Write out the listing exactly as it is given.

----- DATA PROVIDED -----

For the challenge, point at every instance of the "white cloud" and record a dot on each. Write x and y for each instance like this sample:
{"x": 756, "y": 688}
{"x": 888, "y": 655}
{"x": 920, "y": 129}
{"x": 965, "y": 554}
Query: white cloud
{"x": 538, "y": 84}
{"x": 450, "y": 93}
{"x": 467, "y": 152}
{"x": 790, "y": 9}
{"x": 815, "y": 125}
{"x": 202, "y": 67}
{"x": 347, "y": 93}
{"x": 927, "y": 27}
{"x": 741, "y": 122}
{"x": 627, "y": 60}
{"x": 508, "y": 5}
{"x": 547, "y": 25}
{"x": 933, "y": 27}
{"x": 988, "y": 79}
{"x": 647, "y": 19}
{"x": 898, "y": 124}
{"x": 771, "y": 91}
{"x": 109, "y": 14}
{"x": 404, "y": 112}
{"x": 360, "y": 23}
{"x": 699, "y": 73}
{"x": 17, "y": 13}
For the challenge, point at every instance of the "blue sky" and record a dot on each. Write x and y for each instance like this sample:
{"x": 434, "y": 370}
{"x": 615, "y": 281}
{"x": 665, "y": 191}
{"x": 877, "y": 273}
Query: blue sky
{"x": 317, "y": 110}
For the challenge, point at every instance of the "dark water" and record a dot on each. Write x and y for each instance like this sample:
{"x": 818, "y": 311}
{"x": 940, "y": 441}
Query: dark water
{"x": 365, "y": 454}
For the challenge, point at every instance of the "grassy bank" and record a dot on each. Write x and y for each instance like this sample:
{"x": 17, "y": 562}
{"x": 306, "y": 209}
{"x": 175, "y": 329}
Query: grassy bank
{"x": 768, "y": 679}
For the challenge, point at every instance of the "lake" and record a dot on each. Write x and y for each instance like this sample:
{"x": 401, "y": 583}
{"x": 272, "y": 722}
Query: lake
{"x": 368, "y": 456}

-----

**SOLVED PROBLEM**
For the challenge, point at every instance of the "white cloud" and record a dot on each. Write x and y for each instance like this sample:
{"x": 756, "y": 688}
{"x": 888, "y": 655}
{"x": 920, "y": 129}
{"x": 965, "y": 554}
Query: white cloud
{"x": 538, "y": 84}
{"x": 450, "y": 93}
{"x": 467, "y": 152}
{"x": 790, "y": 9}
{"x": 815, "y": 125}
{"x": 202, "y": 67}
{"x": 347, "y": 93}
{"x": 927, "y": 27}
{"x": 741, "y": 122}
{"x": 627, "y": 60}
{"x": 508, "y": 5}
{"x": 547, "y": 25}
{"x": 933, "y": 27}
{"x": 988, "y": 79}
{"x": 647, "y": 19}
{"x": 898, "y": 124}
{"x": 771, "y": 91}
{"x": 109, "y": 14}
{"x": 404, "y": 112}
{"x": 360, "y": 23}
{"x": 699, "y": 73}
{"x": 17, "y": 13}
For the challenge, point at every instance of the "blue sky" and record a dot on each. Write x and y for each instance like this sample:
{"x": 434, "y": 370}
{"x": 615, "y": 281}
{"x": 665, "y": 191}
{"x": 877, "y": 273}
Query: blue sky
{"x": 317, "y": 110}
For the challenge, point at every instance of the "dark water" and record a dot on each. Write x and y for each instance like this sample:
{"x": 818, "y": 311}
{"x": 940, "y": 441}
Query: dark water
{"x": 365, "y": 454}
For the challenge, point at every instance of the "grassy bank" and record a dot on each. Write x and y for each instance like this sample:
{"x": 17, "y": 562}
{"x": 306, "y": 209}
{"x": 175, "y": 329}
Query: grassy bank
{"x": 768, "y": 679}
For the challenge, point at every instance of the "lake" and record a dot on each. Write x and y for each instance like this sample:
{"x": 401, "y": 583}
{"x": 272, "y": 722}
Query: lake
{"x": 368, "y": 456}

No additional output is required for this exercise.